Source data:
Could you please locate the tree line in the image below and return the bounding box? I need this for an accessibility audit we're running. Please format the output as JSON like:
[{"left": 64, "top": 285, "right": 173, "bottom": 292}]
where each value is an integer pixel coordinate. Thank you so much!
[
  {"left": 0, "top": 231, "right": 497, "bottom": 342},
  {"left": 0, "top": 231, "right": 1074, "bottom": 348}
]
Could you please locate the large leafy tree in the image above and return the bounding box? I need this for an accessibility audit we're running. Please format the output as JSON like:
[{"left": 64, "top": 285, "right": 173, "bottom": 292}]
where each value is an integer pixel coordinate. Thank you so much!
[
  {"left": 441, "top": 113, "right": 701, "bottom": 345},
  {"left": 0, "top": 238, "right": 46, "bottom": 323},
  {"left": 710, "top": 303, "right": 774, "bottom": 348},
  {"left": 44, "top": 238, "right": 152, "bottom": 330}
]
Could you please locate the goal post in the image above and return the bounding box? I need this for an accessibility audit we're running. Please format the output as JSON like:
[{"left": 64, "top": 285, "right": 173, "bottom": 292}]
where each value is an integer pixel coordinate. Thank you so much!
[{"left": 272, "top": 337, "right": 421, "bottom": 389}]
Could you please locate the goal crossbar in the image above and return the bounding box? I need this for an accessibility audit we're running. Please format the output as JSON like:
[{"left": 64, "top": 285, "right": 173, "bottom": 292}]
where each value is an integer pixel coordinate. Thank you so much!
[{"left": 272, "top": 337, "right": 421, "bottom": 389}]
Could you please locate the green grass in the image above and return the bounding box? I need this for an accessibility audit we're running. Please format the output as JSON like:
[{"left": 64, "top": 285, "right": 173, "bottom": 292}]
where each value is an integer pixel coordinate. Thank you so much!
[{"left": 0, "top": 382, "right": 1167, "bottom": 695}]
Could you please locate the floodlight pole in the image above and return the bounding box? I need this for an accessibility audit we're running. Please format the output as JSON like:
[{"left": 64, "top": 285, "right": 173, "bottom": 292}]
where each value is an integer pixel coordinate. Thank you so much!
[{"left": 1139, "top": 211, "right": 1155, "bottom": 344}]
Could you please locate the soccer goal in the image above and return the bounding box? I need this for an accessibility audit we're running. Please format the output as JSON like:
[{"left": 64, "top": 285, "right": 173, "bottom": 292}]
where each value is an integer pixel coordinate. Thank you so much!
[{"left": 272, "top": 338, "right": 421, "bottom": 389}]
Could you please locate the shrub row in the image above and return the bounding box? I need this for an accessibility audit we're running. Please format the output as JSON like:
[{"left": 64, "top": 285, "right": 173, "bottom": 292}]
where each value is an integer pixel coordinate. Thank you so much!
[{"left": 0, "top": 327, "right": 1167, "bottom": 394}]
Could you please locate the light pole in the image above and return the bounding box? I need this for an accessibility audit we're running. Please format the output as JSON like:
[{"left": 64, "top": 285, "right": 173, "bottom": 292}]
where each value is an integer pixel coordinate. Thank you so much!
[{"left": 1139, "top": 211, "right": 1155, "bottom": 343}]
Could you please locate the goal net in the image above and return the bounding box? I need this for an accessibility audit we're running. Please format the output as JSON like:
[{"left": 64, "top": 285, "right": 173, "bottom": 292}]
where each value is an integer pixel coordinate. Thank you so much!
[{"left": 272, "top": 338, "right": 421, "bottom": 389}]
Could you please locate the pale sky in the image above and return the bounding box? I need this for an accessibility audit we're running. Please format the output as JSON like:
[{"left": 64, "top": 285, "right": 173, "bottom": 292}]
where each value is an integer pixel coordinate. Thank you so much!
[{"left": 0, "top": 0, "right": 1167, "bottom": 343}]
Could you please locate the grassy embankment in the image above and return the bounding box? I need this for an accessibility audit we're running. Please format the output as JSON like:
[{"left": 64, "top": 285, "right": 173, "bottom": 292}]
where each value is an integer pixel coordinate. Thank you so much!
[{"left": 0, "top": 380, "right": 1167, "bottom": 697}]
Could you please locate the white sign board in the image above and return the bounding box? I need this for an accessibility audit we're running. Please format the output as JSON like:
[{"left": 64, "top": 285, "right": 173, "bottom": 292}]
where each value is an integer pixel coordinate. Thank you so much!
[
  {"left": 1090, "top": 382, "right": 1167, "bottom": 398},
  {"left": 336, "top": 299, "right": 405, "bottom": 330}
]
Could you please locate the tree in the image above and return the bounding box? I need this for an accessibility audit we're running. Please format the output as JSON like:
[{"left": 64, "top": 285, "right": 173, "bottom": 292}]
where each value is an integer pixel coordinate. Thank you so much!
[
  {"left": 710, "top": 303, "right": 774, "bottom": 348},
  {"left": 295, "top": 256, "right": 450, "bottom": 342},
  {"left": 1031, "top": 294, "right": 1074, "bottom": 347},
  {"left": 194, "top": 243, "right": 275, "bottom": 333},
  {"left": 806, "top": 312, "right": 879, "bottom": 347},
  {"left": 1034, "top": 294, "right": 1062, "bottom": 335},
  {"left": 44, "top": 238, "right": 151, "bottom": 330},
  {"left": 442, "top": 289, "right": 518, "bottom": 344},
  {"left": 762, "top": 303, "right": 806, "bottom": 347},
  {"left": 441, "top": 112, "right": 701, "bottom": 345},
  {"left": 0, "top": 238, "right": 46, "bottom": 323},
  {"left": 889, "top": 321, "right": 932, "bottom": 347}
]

## To be done
Copy out every line from the one containing "Could you please locate the white" to the end of the material, both ends included.

## Reply
Could you please locate the white sign board in the image above and return the bounding box? I need this for an accessibility audit we're running. Please format the output as JSON like:
[{"left": 64, "top": 285, "right": 173, "bottom": 292}]
where each value is an integer pixel coordinate. Thank you so much!
[
  {"left": 1090, "top": 382, "right": 1167, "bottom": 398},
  {"left": 336, "top": 299, "right": 405, "bottom": 330}
]
Could you please locate the tree in the image above and return the bounding box? I need this for an accessibility audit we're running. Please format the output as JSON like:
[{"left": 64, "top": 285, "right": 173, "bottom": 292}]
where each value is an integer pixel coordinate. Thank you so much!
[
  {"left": 710, "top": 303, "right": 774, "bottom": 348},
  {"left": 295, "top": 256, "right": 450, "bottom": 342},
  {"left": 1031, "top": 294, "right": 1074, "bottom": 347},
  {"left": 194, "top": 243, "right": 275, "bottom": 333},
  {"left": 806, "top": 312, "right": 879, "bottom": 347},
  {"left": 1034, "top": 294, "right": 1062, "bottom": 335},
  {"left": 44, "top": 238, "right": 151, "bottom": 330},
  {"left": 442, "top": 289, "right": 518, "bottom": 344},
  {"left": 762, "top": 303, "right": 806, "bottom": 347},
  {"left": 441, "top": 112, "right": 701, "bottom": 345},
  {"left": 0, "top": 238, "right": 46, "bottom": 323},
  {"left": 889, "top": 321, "right": 932, "bottom": 347}
]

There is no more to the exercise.